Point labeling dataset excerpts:
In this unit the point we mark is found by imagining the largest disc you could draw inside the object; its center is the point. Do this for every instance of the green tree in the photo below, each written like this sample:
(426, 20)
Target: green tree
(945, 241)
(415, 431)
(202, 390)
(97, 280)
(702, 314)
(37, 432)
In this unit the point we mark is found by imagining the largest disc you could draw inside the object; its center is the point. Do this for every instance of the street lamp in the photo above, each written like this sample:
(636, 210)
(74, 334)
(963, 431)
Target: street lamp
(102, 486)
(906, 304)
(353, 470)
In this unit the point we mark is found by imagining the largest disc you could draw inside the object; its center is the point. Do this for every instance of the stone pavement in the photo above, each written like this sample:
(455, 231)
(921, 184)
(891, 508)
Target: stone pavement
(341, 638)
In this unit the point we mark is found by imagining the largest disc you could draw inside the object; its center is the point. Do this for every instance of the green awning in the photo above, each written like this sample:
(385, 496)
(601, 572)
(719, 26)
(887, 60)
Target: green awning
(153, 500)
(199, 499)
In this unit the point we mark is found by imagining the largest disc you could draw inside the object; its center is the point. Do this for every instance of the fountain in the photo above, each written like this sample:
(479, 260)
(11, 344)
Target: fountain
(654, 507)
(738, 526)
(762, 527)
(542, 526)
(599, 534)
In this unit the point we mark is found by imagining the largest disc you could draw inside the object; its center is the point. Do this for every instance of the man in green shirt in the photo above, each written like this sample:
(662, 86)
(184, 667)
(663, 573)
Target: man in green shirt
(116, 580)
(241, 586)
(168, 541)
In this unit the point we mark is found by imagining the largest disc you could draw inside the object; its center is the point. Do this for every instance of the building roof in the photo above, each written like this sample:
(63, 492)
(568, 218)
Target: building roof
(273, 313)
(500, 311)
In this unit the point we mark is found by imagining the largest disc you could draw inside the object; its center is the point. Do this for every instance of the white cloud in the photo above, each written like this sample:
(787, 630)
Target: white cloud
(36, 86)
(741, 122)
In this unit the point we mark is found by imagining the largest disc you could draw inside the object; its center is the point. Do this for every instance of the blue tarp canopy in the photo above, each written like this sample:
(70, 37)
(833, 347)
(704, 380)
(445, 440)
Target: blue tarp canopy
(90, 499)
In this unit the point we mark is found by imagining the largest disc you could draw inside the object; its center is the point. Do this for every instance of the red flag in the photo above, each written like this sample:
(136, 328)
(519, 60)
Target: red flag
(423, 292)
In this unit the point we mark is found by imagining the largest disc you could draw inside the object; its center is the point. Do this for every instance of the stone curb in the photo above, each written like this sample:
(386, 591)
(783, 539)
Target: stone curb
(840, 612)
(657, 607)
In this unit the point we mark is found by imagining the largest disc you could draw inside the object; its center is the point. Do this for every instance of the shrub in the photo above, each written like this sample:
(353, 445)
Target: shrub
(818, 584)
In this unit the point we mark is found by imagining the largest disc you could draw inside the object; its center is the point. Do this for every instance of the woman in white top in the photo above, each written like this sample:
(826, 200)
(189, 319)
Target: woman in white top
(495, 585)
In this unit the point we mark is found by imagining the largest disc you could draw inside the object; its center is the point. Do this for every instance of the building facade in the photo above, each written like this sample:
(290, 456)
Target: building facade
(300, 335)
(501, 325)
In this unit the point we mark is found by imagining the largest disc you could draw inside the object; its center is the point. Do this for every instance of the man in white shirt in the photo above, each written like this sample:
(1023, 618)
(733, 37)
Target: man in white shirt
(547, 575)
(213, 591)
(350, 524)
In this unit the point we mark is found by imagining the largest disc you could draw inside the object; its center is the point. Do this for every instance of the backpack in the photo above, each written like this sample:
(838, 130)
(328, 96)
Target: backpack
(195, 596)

Problem requirements: Each line of the listing should be echoed back exactly.

Full solution:
In this unit the point we mark is found by imagining the largest disc you could draw inside the object; its center is the point. Do this for every instance of the green tree in the photo below, each written like this sample:
(426, 20)
Target: green tree
(945, 241)
(415, 431)
(202, 390)
(97, 280)
(702, 314)
(37, 432)
In this unit the point we mark is found by imagining the largest disc you could draw inside the object; its center is the point. Do this for every instance of the street lamp in the photo above, each written like this sample:
(636, 210)
(74, 334)
(963, 431)
Target: street lamp
(102, 486)
(906, 304)
(353, 470)
In this unit the point we mark is found by imagining the largest disc you could draw inside the object; its center is the point. Do this for every instance of the stone pavement in the photo above, each written like this sample:
(455, 231)
(921, 184)
(891, 508)
Target: stone pavement
(341, 638)
In this unit the point we mark is found by imagining the largest disc you could draw inside the object; its center is the point. Do this for every instance of the green awning in the photo above, each written like this sample:
(385, 496)
(601, 572)
(719, 26)
(887, 60)
Target: green awning
(153, 500)
(199, 499)
In this unit the point we mark is found by imagining the largest disc you could draw inside the object; its center is the point. Do this for every instance of the fountain in the photo above, each written like this sample:
(479, 260)
(11, 344)
Target: fountain
(654, 507)
(738, 526)
(762, 527)
(542, 526)
(599, 534)
In this unit the point we mark is found by imagining the largest disc you could draw inside the object; its center is the point. Do this for every instance of the man in green shirt in the photo above, each written like this sample:
(662, 86)
(184, 667)
(663, 573)
Target: man in green shirt
(116, 580)
(241, 586)
(168, 541)
In this unit the point we mark is found by imagining the largest disc you could draw inside the object; its center is the point. Do this for every instance of the building roof in the photo above, each written like this sample:
(63, 492)
(568, 218)
Target: building roof
(273, 313)
(500, 311)
In this unit the point we mark is found by imagining the largest disc you could draw inside the object; its center is the point. Do this for every instance of the white cloud in the photo above, each written like this sample:
(787, 630)
Target: white cloud
(36, 86)
(741, 122)
In this unit the point we mark is found by imagining the largest disc you could draw inside the object; its center is the point. Do this for every instance of the blue tarp canopy in the photo above, each written like this sample:
(70, 37)
(833, 347)
(704, 380)
(445, 440)
Target: blue tarp canopy
(90, 499)
In this unit the point we mark is found by imagining the largest disc you could draw inside the object; its center is the point. Do this for every instance of the red flag in the photo above, each written like this sample:
(136, 328)
(519, 60)
Target: red flag
(423, 292)
In this unit the point we mark is found by imagining the largest disc you could draw inside the object; its center is the point. Do this for every instance of the stone curb in the photo above, each written like this sample:
(386, 591)
(783, 539)
Target: stone curb
(840, 612)
(657, 607)
In this unit the point we mark is found by imagining the largest disc you could draw inside the object; its center is the point. Do this for every instance of the shrub in the photo above, each written like this sample:
(353, 445)
Target: shrub
(818, 584)
In this unit the point we mark is found by imagining the largest disc you could draw inside the object; its center is the point. Do this for every instance of the woman in white top in the photo above, each written like this sample:
(826, 200)
(189, 319)
Target: woman in white top
(495, 585)
In this unit the point we mark is found by imagining the largest disc you could draw inside the object; its center is the point. Do this for every instance of the building facade in the photo above, each written like this sample:
(290, 456)
Target: building facade
(300, 335)
(501, 325)
In this unit the point we mark is found by imagining the largest disc you could draw inside the object; its center is the point. Do this for every instance of the man in white shirt in the photo above, each written like this sample:
(1023, 618)
(733, 37)
Target: man in white shirt
(547, 575)
(213, 591)
(350, 524)
In this unit the point we mark is found by imagining the largest disc you could draw inside the object; its center is the point. Do this for every instance of the backpack in the photo above, each written like this sample:
(838, 130)
(328, 96)
Target: backpack
(195, 596)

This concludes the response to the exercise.